Records pointing to named objects:
<<<<
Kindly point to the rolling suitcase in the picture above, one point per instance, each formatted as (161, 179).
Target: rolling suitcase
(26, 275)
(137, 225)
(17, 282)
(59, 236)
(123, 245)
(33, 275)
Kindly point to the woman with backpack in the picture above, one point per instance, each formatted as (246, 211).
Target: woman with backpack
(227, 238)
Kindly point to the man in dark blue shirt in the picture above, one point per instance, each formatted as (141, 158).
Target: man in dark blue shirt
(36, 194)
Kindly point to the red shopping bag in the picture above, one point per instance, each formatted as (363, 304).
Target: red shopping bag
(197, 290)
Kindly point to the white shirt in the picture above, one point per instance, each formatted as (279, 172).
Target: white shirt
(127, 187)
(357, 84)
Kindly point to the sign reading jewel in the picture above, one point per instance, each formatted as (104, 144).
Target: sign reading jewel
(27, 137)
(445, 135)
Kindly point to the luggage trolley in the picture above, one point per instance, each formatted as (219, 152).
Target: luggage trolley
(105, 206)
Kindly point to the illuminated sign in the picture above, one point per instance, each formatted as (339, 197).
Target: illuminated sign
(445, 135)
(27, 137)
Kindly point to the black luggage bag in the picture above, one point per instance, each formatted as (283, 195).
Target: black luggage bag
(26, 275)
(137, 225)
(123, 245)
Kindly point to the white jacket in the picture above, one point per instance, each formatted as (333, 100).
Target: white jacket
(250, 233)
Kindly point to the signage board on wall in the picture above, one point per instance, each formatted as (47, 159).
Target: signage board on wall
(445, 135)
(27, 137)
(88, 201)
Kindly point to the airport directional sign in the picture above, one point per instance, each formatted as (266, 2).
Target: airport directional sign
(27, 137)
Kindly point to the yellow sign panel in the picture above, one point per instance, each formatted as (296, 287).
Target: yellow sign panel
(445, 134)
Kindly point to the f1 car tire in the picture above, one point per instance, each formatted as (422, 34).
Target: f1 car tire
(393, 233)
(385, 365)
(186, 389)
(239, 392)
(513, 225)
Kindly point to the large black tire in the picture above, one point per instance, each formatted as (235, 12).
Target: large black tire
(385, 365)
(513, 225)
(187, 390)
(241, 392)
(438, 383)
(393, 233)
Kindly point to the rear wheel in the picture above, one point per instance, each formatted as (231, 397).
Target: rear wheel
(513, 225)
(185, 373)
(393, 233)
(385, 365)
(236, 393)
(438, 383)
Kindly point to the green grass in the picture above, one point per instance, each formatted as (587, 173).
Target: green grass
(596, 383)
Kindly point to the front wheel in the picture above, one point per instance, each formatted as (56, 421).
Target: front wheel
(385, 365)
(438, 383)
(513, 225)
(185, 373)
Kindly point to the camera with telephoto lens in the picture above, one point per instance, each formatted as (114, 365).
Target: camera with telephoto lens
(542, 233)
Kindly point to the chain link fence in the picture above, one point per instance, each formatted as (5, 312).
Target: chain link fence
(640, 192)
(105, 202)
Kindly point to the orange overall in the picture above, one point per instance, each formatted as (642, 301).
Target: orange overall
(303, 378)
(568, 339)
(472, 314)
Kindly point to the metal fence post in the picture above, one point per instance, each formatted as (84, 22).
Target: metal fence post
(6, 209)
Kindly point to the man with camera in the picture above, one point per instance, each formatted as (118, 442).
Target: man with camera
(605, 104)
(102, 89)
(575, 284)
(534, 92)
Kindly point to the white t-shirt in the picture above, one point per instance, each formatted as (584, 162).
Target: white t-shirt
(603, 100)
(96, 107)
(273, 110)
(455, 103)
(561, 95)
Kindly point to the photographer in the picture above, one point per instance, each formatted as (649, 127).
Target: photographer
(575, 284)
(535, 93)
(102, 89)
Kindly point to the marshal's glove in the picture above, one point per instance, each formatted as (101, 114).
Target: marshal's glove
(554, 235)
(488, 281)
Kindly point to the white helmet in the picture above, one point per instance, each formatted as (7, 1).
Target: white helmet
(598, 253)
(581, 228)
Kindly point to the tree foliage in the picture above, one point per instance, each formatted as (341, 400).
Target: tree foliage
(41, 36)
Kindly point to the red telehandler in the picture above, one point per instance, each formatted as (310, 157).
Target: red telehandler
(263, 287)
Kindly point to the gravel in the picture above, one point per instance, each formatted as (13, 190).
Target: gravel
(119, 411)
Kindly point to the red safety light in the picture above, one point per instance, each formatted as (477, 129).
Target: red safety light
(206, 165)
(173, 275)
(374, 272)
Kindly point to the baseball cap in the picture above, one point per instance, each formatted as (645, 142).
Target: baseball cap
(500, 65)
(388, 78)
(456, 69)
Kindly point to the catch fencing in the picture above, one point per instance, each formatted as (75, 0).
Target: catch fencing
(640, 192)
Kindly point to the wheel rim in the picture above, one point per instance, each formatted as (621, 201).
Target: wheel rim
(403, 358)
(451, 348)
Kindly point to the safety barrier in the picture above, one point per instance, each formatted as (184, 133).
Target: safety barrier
>>>>
STATED GOAL = Please change every "Kindly point to" in the material above to "Mark the location of" and write all of it out again, leaving everything else as it is.

TASK ANSWER =
Mark the location of the rolling suitcase in the picture above, one point per instance, each formatted as (161, 179).
Target: rolling suitcase
(26, 275)
(137, 225)
(17, 282)
(59, 236)
(123, 245)
(33, 275)
Mark the location of the woman with backpack in the picture above, one point per instance, each formatted as (246, 211).
Target: woman with backpack
(227, 238)
Mark the location of the man in dark blue shirt in the picture above, one point per instance, each formatted as (141, 158).
Target: man in dark blue shirt
(36, 194)
Mark the location of the red shopping bag in the picture above, one point per instance, each formatted as (363, 304).
Target: red shopping bag
(197, 290)
Mark the location of the white shirt in the picture above, one point per instance, each formatted as (279, 172).
Target: white shirt
(127, 187)
(357, 84)
Mark the location of the sign reading jewel in the picture above, one point per instance, each formatted as (104, 144).
Target: sign reading jewel
(27, 137)
(445, 135)
Mark the location of the luggage trolley in the picture above, one point per instance, each formatted as (219, 152).
Target: luggage trolley
(105, 206)
Mark the location of the illuminated sign in the picture above, one point per instance, each formatted as (339, 197).
Target: illuminated sign
(445, 135)
(27, 137)
Mark the location of the black luggage bag in the picture above, one point per instance, each formatted as (283, 195).
Target: black luggage bag
(26, 275)
(137, 225)
(123, 245)
Mark the location of the white jacket in the picture above, one point per instance, each formatted as (333, 100).
Target: white jacket
(250, 233)
Mark the location of the signage board on wall in the picture above, one point per instance, each formatted as (47, 159).
Target: signage board on wall
(445, 135)
(27, 137)
(88, 201)
Mark the location of the airport directional sign in the picture above, one point per instance, each formatted as (266, 2).
Target: airport directional sign
(27, 137)
Mark the location of the yellow sign panel in the picture above, one point per instance, each formatted as (296, 287).
Target: yellow sign panel
(445, 134)
Mark the location of the f1 car tire in the picture above, one point per instance, each formatted as (422, 34).
Target: f1 car tire
(393, 233)
(385, 365)
(186, 389)
(239, 392)
(513, 225)
Mark the location of the large black tire in the picture above, one point per instance, each formatted as (235, 12).
Target: large black tire
(385, 365)
(513, 225)
(187, 390)
(241, 392)
(438, 383)
(393, 233)
Mark the location of the rear wheel in the picture above, one point per instance, each formatted as (231, 397).
Target: rear wheel
(513, 225)
(185, 373)
(393, 233)
(385, 365)
(236, 393)
(438, 383)
Mark the location of the green grass in the picture above, one point per instance, each formatted as (587, 173).
Target: green grass
(596, 383)
Mark the location of the front wheel in the picture above, one point per instance, each formatted as (56, 421).
Target: front wheel
(385, 365)
(438, 383)
(513, 225)
(185, 373)
Mark the location of the camera with telephoto lens in the picture above, one point per instance, each formatted as (114, 365).
Target: camera with telephoto lens
(542, 233)
Mark the location of the chain link fence in the picture above, one point per instance, each formatted as (5, 312).
Target: chain link fence
(640, 192)
(105, 202)
Mark the location of the orange overall in the picture above, one point per instance, each formatted as (642, 301).
Target: orange overall
(303, 378)
(568, 339)
(472, 314)
Mark the location of the metal fence post in the picture above, one point per instance, each formatted as (84, 22).
Target: metal fence post
(6, 209)
Mark the location of the man with camera in the picture above, one point per instance, each formatted as (118, 442).
Target: man with camera
(605, 104)
(102, 89)
(575, 284)
(534, 92)
Mark the location of the white t-shirt in the picture above, one point per instance, each formatted as (584, 162).
Target: white t-shirt
(603, 100)
(96, 107)
(273, 110)
(455, 103)
(561, 95)
Mark the location of the photographer in the picture above, one point per instance, each formatted as (649, 127).
Target: photographer
(575, 284)
(535, 93)
(102, 89)
Mark the location of the marshal's glove in the picture above, one point per instance, each formatted as (101, 114).
Target: marshal's glove
(554, 235)
(488, 281)
Mark the location of the white helmet in the picture above, one point per instance, each formatted as (7, 1).
Target: white helmet
(598, 253)
(581, 228)
Mark the location of the tree foliage in the picture above, one point per instance, each formatted as (341, 400).
Target: tree foliage
(41, 36)
Mark the location of the red telehandler in the picture above, one point per instance, each formatted as (310, 157).
Target: red telehandler
(263, 287)
Mark the location of the gravel in the picture above, one point per instance, each formatted as (13, 190).
Target: gravel
(119, 411)
Mark the location of the red safety light in the picture above, one point per instance, each formatted as (477, 129).
Target: red safety light
(206, 165)
(173, 275)
(374, 272)
Mark the location of the baseball cap in the picture above, one point per instance, each formatted as (645, 142).
Target: baseball cap
(500, 65)
(388, 78)
(456, 69)
Mark the location of the catch fencing in the picture above, one point per instance, each formatted as (75, 0).
Target: catch fencing
(640, 192)
Mark the location of the wheel rim in the picture above, one point per instance, each formatted as (621, 201).
Target: wheel rim
(403, 358)
(451, 348)
Mark the location of the safety barrier in the picture above, one point per instance, each formatted as (184, 133).
Target: safety barrier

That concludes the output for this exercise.